# Start of Source records

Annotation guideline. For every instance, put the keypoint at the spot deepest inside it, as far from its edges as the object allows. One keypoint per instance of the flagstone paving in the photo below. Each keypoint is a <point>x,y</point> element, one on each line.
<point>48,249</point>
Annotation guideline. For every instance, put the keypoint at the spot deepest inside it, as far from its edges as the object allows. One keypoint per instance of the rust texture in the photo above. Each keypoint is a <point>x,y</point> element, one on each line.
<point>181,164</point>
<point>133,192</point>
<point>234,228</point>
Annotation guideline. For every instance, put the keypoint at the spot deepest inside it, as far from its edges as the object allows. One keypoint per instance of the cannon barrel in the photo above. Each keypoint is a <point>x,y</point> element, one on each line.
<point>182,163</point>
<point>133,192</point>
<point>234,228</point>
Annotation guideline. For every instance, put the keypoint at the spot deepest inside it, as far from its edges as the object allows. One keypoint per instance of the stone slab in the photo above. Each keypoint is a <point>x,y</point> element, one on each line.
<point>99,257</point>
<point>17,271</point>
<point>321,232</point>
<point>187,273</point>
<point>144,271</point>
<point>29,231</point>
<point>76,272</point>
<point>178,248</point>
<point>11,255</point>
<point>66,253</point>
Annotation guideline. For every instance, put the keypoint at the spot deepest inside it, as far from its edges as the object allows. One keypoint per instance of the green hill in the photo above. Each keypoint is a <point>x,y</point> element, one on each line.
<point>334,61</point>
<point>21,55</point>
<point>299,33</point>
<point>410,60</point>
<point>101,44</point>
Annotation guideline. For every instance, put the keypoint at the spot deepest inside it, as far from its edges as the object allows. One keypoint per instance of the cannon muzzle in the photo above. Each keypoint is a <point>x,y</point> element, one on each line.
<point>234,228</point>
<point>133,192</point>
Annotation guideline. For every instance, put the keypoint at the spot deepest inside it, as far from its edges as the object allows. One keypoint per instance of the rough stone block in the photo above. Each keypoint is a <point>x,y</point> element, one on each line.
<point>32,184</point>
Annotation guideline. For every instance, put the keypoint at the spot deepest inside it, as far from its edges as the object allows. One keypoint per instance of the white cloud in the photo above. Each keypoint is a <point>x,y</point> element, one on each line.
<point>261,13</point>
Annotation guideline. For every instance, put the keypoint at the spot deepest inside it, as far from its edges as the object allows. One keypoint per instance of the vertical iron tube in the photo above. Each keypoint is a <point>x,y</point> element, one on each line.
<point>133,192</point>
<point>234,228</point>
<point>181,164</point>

# End of Source records

The task :: Format the stretch of the entries above from the line containing "of the white" through the end of the entries as a numbered list, omitting blank lines.

Exercise result ::
1. Annotation guideline. For every instance, put the keypoint at the spot deepest inside it, as far from its edges as the object allows. One keypoint per instance of the white cloud in the photo above. Each keypoint is a <point>x,y</point> element, one on each line.
2. <point>261,13</point>
3. Annotation guideline. For every instance, put the keypoint at the spot deepest inside it, as far from its edges as the object allows. One keypoint per instance of the vertical iron tube in the photo above. Each keypoint is a <point>x,y</point> element, one on each line.
4. <point>133,192</point>
5. <point>234,228</point>
6. <point>181,164</point>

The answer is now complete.